- Date: 12–18 January
- Edition: 3rd
- Category: Avon Championships circuit
- Draw: 33S / 16D
- Prize money: $150,000
- Surface: Carpet (Sporteze) / indoor
- Location: Kansas City, Missouri, U.S.
- Venue: Municipal Auditorium

Champions

Singles
- Andrea Jaeger

Doubles
- Barbara Potter / Sharon Walsh
| Virginia Slims of Kansas |

= 1981 Avon Championships of Kansas =

The 1981 Avon Championships of Kansas was a women's tennis tournament played on indoor carpet courts at the Municipal Auditorium in Kansas City, Missouri in the United States that was part of the 1981 Virginia Slims World Championship Series. It was the third edition of the tournament and was held from January 12 through January 18, 1981. Second-seeded Andrea Jaeger won the singles title and earned $30,000 first-prize money.

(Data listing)

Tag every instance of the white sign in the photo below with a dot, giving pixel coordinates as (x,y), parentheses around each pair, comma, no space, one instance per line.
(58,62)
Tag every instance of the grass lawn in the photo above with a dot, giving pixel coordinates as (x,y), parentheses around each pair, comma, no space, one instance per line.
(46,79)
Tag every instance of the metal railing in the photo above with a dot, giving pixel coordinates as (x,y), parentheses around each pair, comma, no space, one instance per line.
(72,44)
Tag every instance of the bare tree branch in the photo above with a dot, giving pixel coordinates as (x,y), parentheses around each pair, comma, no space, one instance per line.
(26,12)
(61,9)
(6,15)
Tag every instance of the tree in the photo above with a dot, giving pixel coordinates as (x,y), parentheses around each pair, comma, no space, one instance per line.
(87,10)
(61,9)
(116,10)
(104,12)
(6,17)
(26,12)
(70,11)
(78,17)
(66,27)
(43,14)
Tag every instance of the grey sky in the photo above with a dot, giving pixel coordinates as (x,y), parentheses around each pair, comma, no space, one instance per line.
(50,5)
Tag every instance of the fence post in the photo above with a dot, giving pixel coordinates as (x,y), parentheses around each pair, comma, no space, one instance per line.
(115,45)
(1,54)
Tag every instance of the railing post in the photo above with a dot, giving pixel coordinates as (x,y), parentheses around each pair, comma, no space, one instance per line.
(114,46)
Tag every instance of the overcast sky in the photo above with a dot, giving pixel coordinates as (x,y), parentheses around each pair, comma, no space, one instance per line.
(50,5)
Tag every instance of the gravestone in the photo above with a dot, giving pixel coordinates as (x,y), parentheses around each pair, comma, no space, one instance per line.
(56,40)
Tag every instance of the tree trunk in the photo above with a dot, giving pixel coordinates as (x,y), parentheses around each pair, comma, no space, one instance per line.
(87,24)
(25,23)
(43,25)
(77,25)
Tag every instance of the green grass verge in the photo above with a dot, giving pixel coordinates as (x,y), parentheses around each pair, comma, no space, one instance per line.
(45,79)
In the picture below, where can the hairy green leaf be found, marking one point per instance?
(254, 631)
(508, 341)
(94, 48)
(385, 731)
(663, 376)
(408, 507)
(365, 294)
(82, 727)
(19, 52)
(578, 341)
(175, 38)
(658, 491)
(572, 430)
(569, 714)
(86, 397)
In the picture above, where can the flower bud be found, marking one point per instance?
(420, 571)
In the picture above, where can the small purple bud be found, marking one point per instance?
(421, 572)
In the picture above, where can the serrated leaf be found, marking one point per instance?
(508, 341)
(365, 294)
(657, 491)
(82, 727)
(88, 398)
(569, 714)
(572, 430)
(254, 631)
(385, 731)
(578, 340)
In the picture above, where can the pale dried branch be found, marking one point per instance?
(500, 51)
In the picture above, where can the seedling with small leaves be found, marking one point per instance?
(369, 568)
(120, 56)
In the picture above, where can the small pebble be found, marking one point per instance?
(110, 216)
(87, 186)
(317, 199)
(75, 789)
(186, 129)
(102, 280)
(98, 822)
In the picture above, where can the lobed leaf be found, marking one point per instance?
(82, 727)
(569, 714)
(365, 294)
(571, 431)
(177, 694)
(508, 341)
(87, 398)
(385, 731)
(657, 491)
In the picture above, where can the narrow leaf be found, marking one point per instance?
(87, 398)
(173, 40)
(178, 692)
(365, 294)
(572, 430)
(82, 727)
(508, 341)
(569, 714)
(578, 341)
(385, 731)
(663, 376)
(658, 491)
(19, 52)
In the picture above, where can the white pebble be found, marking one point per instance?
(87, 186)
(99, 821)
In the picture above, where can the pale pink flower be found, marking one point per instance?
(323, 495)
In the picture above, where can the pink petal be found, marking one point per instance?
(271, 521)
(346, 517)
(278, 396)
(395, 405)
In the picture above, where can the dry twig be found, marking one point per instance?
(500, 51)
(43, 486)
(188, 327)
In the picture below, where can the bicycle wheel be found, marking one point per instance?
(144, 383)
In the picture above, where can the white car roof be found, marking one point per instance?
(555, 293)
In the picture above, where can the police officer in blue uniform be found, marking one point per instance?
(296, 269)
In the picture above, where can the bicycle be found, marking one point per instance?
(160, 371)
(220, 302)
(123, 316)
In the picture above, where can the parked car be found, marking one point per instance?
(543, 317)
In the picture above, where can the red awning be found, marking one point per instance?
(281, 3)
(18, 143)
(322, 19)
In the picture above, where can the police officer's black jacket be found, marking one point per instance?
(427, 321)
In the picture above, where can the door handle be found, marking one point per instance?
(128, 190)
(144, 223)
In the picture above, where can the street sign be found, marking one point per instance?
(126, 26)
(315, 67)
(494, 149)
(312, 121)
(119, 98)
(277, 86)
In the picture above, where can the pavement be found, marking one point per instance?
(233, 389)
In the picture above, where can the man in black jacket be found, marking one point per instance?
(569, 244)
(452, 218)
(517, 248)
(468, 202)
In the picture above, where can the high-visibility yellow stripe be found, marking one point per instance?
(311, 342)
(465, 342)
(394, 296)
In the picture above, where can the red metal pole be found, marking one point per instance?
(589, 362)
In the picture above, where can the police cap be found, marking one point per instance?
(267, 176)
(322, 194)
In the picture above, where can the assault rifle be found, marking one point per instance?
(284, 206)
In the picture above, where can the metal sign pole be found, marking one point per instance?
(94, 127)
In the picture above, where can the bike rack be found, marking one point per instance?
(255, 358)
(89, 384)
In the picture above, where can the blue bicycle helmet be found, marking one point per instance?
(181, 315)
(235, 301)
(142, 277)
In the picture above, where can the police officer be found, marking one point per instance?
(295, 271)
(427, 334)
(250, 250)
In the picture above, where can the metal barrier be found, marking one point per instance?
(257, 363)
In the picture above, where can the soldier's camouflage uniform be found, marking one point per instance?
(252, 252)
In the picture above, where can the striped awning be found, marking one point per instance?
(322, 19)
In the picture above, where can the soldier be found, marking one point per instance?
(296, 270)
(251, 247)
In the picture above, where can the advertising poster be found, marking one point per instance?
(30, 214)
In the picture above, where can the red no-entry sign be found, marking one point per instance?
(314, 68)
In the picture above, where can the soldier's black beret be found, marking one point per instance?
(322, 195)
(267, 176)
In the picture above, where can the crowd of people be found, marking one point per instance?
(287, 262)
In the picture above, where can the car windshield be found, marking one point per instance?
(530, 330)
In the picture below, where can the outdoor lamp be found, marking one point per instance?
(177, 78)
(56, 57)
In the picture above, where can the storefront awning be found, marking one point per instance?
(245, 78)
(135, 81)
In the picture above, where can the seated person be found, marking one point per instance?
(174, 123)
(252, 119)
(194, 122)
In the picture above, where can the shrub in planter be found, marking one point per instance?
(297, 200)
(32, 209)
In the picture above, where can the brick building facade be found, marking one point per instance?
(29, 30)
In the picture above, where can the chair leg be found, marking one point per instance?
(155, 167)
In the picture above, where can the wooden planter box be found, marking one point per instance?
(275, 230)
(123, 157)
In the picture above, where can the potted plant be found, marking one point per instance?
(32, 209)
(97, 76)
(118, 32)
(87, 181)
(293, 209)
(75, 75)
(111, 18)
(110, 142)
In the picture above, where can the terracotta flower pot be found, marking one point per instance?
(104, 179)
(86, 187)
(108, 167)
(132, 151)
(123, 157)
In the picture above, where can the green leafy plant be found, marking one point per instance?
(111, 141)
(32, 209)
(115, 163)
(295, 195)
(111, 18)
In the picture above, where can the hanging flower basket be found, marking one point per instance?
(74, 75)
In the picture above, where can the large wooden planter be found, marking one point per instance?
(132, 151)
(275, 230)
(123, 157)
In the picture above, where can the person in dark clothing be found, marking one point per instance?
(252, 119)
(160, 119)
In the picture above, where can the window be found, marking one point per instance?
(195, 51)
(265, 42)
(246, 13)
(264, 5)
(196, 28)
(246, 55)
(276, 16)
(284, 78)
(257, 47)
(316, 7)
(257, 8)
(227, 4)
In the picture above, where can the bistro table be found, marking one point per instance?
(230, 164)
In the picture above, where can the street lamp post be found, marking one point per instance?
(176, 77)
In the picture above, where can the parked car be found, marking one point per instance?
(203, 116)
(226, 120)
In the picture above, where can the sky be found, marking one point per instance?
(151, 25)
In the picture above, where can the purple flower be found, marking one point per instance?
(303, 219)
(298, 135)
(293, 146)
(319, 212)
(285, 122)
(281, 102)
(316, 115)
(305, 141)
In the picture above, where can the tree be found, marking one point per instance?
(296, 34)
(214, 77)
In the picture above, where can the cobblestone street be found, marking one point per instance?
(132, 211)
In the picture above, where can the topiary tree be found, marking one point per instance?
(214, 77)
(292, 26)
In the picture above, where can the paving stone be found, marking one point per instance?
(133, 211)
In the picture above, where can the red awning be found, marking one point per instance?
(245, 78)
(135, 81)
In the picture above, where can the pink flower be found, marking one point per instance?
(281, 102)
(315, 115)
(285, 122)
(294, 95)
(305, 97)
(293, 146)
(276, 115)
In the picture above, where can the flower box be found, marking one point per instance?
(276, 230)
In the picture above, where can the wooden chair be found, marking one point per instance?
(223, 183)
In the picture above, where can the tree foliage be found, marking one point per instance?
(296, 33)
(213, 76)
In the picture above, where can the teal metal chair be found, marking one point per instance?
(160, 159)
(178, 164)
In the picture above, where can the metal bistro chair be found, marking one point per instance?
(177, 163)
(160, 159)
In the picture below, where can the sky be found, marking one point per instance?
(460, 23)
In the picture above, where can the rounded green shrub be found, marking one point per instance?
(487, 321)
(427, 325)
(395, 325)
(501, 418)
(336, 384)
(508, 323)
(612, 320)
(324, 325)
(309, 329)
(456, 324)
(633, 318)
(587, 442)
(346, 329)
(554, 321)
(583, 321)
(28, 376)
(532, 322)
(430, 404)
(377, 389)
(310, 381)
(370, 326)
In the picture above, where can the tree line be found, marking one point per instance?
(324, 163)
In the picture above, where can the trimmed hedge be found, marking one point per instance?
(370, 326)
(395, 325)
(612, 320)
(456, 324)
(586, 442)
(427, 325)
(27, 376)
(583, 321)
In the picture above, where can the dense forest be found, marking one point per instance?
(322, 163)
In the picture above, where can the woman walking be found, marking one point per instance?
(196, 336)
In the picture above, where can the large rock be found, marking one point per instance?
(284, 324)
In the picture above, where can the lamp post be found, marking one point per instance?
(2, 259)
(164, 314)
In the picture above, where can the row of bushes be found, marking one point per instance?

• Written instruction A
Please update the tournament text from "- Date: 12–18" up to and including "City, Missouri, U.S.", replacing "$150,000" with "$175,000".
• Written instruction B
According to the tournament text, how much first-prize money did the singles champion earn?

• Exercise response A
- Date: 12–18 January
- Edition: 3rd
- Category: Avon Championships circuit
- Draw: 33S / 16D
- Prize money: $175,000
- Surface: Carpet (Sporteze) / indoor
- Location: Kansas City, Missouri, U.S.

• Exercise response B
$30,000